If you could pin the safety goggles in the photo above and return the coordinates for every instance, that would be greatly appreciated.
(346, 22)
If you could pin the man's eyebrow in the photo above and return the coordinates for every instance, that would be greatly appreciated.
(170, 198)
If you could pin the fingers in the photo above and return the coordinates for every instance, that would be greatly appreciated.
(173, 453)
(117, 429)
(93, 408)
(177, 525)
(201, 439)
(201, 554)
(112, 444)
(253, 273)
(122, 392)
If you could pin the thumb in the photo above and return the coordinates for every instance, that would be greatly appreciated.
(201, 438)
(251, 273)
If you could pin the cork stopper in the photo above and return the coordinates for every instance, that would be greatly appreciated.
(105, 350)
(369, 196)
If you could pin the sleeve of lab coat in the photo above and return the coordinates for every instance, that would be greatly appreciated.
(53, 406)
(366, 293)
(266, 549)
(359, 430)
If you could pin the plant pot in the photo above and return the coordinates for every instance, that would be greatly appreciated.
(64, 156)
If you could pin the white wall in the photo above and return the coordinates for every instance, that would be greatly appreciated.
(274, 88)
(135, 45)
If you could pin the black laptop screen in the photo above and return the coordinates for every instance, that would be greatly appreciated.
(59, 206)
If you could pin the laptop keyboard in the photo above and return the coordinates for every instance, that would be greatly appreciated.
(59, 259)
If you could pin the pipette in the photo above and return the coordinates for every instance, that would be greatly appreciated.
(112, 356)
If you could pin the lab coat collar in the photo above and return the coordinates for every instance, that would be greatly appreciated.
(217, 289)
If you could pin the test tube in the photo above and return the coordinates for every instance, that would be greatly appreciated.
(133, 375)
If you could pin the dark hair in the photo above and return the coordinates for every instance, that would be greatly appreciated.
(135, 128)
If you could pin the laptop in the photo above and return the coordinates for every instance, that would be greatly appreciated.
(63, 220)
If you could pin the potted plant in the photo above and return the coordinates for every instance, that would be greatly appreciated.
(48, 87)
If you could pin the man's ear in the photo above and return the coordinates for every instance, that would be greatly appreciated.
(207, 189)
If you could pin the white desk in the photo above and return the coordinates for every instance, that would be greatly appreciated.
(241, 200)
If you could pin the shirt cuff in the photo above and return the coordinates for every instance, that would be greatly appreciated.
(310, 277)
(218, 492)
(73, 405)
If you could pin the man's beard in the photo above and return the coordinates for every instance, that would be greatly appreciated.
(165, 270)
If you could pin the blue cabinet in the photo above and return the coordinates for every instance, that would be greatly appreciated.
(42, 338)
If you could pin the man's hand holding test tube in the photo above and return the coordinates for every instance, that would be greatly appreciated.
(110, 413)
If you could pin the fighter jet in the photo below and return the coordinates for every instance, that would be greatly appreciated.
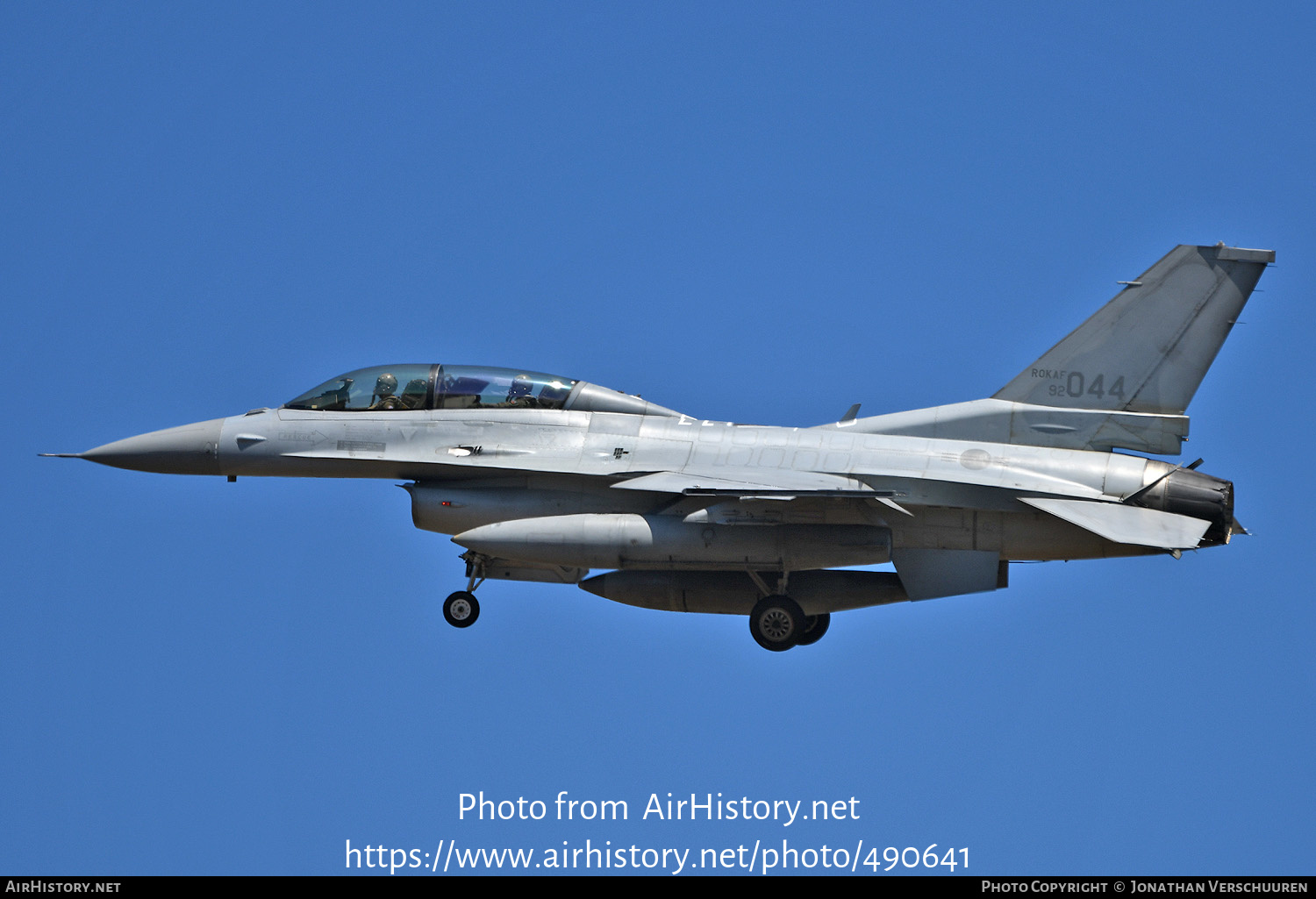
(547, 478)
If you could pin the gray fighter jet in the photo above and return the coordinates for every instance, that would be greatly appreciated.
(544, 478)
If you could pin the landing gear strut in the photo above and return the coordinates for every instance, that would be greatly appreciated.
(462, 609)
(815, 625)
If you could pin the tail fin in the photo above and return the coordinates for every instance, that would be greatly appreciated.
(1148, 349)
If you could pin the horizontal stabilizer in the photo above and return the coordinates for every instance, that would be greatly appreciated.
(1126, 524)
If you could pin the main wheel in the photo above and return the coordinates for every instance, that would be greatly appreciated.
(776, 623)
(461, 610)
(815, 625)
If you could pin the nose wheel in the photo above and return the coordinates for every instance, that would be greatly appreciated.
(461, 609)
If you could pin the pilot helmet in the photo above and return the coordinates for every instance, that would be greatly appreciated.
(521, 386)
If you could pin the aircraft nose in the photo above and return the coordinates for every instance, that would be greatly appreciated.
(189, 449)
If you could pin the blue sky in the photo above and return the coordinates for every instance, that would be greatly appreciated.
(750, 212)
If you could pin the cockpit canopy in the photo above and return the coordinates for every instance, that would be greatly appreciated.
(400, 387)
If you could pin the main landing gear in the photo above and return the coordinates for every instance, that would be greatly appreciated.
(462, 609)
(778, 624)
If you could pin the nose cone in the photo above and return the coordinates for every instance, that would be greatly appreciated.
(190, 449)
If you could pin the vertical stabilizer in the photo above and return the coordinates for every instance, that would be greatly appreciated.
(1148, 349)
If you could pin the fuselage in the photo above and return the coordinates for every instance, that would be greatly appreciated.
(481, 467)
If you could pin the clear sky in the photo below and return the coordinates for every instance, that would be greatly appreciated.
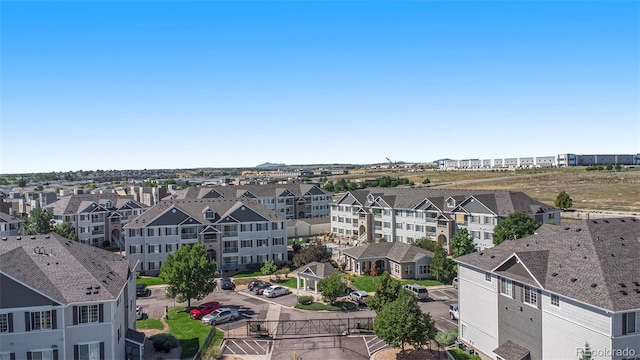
(162, 84)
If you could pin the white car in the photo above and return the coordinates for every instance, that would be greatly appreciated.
(220, 316)
(276, 290)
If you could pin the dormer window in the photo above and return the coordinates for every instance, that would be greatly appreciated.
(451, 202)
(209, 214)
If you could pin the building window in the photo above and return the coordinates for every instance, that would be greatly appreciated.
(89, 351)
(40, 320)
(631, 323)
(530, 296)
(506, 287)
(4, 322)
(88, 314)
(42, 355)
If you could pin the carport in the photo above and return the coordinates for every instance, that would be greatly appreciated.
(311, 274)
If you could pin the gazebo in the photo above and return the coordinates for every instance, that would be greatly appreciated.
(312, 273)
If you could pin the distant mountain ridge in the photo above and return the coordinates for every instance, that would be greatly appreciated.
(269, 165)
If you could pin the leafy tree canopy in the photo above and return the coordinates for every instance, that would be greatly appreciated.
(387, 290)
(517, 225)
(331, 287)
(38, 222)
(462, 243)
(402, 322)
(188, 274)
(563, 200)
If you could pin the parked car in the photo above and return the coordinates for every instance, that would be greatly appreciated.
(255, 283)
(454, 313)
(220, 316)
(142, 290)
(418, 291)
(359, 297)
(260, 288)
(276, 290)
(227, 284)
(204, 309)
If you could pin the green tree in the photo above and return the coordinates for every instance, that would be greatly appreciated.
(65, 229)
(441, 267)
(269, 268)
(38, 222)
(515, 226)
(331, 287)
(563, 200)
(387, 290)
(402, 322)
(188, 274)
(462, 243)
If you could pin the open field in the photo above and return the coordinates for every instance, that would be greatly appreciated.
(590, 190)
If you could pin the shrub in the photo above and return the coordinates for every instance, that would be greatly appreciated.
(305, 300)
(164, 342)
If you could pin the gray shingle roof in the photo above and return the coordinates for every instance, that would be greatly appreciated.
(63, 269)
(594, 261)
(512, 351)
(396, 251)
(194, 208)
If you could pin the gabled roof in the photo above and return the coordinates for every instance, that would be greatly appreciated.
(396, 251)
(44, 263)
(163, 213)
(594, 261)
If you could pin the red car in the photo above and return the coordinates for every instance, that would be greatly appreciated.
(204, 309)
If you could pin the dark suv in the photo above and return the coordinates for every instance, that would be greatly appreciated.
(141, 290)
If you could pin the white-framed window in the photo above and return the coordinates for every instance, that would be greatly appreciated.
(506, 287)
(88, 314)
(89, 351)
(46, 354)
(4, 323)
(41, 320)
(631, 323)
(530, 296)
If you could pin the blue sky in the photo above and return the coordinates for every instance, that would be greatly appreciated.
(132, 85)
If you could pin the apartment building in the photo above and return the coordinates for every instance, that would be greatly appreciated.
(61, 299)
(405, 215)
(547, 295)
(292, 201)
(236, 233)
(9, 225)
(97, 218)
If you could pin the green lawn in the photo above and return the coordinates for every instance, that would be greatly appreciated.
(150, 280)
(340, 305)
(191, 333)
(149, 324)
(368, 283)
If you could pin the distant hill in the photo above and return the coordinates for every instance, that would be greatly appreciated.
(269, 165)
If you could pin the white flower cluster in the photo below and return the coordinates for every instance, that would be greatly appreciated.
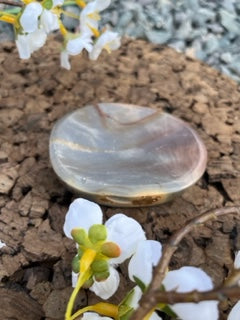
(130, 237)
(38, 19)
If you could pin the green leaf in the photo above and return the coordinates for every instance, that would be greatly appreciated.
(125, 312)
(139, 282)
(166, 309)
(127, 300)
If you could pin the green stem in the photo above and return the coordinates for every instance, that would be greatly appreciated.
(85, 273)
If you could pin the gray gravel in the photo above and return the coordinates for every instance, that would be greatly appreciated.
(206, 29)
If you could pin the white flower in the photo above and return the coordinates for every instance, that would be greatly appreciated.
(108, 40)
(144, 259)
(49, 21)
(141, 266)
(27, 44)
(235, 312)
(187, 279)
(125, 232)
(30, 15)
(133, 302)
(89, 16)
(2, 244)
(75, 46)
(237, 260)
(57, 3)
(64, 59)
(93, 316)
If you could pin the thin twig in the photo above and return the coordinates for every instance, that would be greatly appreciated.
(148, 300)
(220, 294)
(12, 3)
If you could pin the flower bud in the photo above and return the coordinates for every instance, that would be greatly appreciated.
(79, 235)
(87, 284)
(111, 250)
(76, 264)
(97, 232)
(99, 266)
(101, 276)
(47, 4)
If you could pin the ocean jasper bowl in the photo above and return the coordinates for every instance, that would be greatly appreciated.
(126, 155)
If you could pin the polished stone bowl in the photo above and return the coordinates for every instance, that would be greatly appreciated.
(126, 155)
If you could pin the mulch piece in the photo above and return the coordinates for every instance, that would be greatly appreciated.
(35, 266)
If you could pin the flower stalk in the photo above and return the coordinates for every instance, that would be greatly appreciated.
(153, 295)
(85, 274)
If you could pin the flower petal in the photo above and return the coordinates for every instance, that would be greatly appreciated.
(235, 312)
(82, 214)
(74, 279)
(105, 289)
(64, 58)
(23, 47)
(57, 3)
(109, 40)
(75, 46)
(29, 17)
(93, 316)
(134, 302)
(141, 264)
(49, 21)
(37, 39)
(187, 279)
(101, 5)
(2, 244)
(237, 260)
(126, 232)
(154, 316)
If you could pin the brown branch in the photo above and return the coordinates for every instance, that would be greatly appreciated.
(171, 297)
(148, 300)
(12, 3)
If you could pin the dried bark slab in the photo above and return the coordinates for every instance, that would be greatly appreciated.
(35, 93)
(18, 305)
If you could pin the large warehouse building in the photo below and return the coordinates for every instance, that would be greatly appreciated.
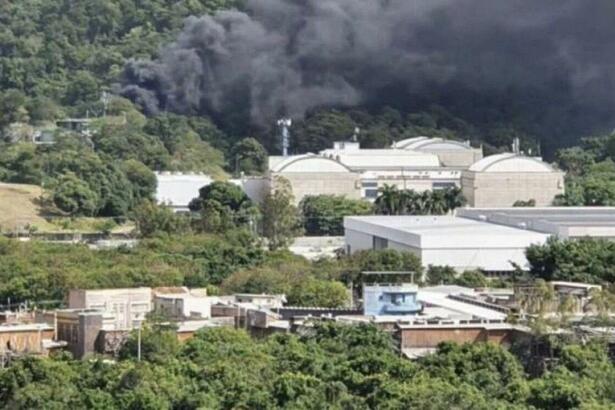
(461, 243)
(490, 239)
(450, 153)
(563, 222)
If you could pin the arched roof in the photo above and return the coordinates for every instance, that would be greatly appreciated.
(510, 162)
(433, 144)
(309, 163)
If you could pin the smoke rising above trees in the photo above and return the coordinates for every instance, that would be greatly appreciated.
(547, 65)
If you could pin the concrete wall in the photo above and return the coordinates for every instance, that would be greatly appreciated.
(473, 258)
(358, 241)
(432, 336)
(24, 341)
(80, 331)
(126, 305)
(316, 183)
(503, 189)
(459, 158)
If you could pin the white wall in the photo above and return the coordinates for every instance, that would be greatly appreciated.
(466, 259)
(358, 241)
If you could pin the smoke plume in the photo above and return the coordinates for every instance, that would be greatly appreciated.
(551, 62)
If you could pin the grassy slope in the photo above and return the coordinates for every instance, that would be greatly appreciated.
(19, 207)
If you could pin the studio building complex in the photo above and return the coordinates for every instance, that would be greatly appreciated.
(419, 164)
(490, 239)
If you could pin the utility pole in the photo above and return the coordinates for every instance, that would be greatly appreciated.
(285, 123)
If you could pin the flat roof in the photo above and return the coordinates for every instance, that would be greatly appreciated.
(443, 301)
(562, 221)
(24, 327)
(443, 232)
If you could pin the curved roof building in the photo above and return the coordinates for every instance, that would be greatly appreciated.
(451, 153)
(501, 180)
(312, 174)
(510, 162)
(306, 163)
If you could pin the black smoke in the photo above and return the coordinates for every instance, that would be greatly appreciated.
(547, 64)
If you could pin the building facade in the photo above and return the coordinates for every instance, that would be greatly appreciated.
(128, 307)
(501, 180)
(463, 244)
(451, 153)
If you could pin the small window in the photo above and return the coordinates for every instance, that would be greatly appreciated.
(371, 193)
(380, 243)
(443, 185)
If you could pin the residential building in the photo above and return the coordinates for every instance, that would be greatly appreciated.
(127, 307)
(26, 338)
(179, 304)
(503, 179)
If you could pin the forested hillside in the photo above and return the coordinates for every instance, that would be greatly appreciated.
(334, 366)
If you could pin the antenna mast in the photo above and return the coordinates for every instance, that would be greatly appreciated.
(285, 123)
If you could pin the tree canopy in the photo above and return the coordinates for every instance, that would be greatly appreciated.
__________
_DIRECTIONS FOR THIS TASK_
Copy exactly the lines above, from the one containing "If you could pin the building facade" through the very last line.

_SOLUTION_
If you could pin the building facade in the photo above and return the coordinates for every instance, that would be greatly appreciated.
(128, 307)
(501, 180)
(463, 244)
(451, 153)
If you could pin the small window in the photo above and return the coordinates for every instance, that would be greatly appreciated.
(371, 193)
(380, 243)
(443, 185)
If you could pin the residential building in the photo above and return the coordinates for every instance, that would be greatly appreciated.
(127, 307)
(26, 338)
(179, 304)
(503, 179)
If you could pin the forested hillside in the photo above and return the coordinates for every instance, that would be greatly appreciated.
(334, 366)
If you could pin the antenna mast in the photo above and return the coordinates for every instance, that would be greatly appreciated.
(285, 123)
If you could pin the tree canopy in the photo above and return the coordinates for every instance, that would be greatly appreciated.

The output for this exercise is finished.